What you should do:
Duplicate everything from the start of the rows down through the line containing "instruction: mark the region of every instance of the white", keeping each line identical.

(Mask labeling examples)
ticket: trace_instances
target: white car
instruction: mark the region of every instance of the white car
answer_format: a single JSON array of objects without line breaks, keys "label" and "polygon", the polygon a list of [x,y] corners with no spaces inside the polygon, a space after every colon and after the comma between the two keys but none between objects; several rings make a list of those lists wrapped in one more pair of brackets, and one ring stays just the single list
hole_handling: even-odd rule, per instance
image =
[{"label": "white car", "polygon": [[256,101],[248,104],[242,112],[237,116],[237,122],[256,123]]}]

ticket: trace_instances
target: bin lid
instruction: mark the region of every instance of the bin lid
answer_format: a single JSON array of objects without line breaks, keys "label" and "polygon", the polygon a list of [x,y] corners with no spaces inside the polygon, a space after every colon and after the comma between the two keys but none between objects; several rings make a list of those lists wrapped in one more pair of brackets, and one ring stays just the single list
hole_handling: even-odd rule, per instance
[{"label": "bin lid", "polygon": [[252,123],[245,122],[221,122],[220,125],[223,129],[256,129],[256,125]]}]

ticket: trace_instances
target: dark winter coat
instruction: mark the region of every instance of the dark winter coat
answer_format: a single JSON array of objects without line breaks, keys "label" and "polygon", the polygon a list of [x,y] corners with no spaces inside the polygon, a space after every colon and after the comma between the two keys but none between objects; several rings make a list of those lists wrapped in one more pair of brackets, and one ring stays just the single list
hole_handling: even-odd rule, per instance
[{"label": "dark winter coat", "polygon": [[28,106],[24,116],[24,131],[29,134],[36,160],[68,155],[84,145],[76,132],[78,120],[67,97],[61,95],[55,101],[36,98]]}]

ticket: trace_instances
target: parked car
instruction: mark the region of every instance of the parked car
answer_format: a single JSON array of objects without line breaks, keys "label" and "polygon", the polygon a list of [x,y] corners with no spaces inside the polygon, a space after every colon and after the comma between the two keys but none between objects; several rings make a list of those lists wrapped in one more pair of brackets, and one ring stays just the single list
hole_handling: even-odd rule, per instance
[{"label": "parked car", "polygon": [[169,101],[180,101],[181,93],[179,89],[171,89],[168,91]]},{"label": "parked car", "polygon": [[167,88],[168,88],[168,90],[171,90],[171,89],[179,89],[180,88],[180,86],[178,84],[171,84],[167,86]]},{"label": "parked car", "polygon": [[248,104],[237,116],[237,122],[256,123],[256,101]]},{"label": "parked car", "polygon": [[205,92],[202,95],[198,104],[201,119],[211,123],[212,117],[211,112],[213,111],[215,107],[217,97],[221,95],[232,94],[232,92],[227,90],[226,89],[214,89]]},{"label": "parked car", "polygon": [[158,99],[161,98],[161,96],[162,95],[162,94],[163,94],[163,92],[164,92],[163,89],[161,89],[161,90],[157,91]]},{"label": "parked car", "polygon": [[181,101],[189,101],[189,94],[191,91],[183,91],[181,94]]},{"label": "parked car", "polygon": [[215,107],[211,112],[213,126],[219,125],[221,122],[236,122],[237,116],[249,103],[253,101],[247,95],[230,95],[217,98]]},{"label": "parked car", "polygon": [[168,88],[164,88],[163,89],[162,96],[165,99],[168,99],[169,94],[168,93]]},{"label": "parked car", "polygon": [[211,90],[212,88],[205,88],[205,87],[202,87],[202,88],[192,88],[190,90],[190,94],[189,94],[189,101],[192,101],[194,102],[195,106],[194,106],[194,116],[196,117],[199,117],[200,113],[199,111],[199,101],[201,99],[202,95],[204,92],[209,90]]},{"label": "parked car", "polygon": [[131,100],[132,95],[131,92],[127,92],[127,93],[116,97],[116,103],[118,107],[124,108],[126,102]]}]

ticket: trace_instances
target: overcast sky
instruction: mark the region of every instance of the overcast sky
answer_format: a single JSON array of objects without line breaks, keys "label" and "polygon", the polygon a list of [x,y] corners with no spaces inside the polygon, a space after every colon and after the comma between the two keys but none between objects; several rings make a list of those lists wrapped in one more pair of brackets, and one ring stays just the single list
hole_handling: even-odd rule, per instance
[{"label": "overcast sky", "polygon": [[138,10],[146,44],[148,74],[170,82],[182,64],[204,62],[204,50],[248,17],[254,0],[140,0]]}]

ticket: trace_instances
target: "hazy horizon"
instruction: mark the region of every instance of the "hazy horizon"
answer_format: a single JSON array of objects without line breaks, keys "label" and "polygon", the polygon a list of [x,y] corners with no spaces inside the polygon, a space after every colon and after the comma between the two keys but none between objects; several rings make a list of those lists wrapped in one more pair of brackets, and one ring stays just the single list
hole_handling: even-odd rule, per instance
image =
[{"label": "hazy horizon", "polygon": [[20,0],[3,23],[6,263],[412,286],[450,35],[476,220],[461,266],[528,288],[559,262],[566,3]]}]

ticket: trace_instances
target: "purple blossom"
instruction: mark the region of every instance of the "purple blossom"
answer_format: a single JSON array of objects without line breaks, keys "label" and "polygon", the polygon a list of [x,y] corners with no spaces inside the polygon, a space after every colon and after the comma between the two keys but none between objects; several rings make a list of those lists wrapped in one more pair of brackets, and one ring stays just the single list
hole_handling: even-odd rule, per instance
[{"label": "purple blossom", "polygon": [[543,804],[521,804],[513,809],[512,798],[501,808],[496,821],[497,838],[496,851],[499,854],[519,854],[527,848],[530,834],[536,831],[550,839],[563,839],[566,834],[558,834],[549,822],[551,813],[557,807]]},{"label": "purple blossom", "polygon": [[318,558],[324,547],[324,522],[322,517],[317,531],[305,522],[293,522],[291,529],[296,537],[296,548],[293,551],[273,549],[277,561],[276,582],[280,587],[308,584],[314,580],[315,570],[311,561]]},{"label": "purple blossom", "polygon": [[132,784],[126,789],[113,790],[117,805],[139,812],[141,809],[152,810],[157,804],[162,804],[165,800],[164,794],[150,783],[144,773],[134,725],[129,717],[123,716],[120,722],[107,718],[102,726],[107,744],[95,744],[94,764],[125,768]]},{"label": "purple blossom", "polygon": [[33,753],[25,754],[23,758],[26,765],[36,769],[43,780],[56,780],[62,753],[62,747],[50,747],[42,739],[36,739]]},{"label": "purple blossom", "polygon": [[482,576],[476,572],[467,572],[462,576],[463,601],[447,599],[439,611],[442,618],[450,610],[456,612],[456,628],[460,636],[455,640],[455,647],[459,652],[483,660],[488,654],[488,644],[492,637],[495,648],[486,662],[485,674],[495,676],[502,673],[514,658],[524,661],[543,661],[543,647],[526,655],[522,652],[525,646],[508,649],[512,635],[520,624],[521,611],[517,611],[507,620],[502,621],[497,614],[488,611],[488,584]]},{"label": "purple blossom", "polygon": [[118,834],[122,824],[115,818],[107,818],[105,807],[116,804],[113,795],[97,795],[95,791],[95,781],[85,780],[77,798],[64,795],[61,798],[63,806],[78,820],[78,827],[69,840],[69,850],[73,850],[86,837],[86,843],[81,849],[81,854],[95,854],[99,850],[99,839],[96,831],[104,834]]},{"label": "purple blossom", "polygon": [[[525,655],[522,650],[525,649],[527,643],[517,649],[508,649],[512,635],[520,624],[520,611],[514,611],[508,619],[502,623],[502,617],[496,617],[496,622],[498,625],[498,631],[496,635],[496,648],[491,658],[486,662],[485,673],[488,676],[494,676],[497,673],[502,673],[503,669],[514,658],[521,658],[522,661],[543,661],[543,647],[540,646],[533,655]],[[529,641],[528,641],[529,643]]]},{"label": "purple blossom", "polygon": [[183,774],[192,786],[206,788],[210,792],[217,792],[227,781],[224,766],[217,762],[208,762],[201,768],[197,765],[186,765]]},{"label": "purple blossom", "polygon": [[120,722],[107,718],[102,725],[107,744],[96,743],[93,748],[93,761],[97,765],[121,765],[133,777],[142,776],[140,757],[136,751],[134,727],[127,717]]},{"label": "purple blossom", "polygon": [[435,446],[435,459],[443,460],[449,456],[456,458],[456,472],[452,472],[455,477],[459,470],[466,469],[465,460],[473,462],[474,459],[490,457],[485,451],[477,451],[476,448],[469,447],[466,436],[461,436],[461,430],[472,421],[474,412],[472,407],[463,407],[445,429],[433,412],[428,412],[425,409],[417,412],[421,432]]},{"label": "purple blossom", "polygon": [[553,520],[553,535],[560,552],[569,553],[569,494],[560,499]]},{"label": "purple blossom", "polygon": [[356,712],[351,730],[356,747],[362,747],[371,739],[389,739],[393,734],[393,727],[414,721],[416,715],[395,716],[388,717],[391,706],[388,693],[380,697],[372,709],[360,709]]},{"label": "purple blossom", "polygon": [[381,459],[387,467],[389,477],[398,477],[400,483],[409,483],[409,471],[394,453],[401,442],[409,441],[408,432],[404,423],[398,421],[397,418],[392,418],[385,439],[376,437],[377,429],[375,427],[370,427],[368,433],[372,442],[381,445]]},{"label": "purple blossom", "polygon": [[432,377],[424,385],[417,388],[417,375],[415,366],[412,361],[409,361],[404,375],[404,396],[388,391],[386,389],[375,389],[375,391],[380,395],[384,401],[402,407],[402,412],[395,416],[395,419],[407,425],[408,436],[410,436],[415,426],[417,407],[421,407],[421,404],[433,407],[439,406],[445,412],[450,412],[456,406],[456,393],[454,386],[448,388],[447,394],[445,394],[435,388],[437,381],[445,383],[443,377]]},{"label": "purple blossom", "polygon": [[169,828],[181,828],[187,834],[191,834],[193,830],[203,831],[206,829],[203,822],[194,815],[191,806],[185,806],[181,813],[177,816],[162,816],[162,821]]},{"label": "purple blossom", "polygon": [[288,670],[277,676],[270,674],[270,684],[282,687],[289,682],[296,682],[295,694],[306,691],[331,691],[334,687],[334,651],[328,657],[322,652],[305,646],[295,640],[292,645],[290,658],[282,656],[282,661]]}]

Full response:
ticket: trace_instances
target: white car
instruction: mark the region of every instance of the white car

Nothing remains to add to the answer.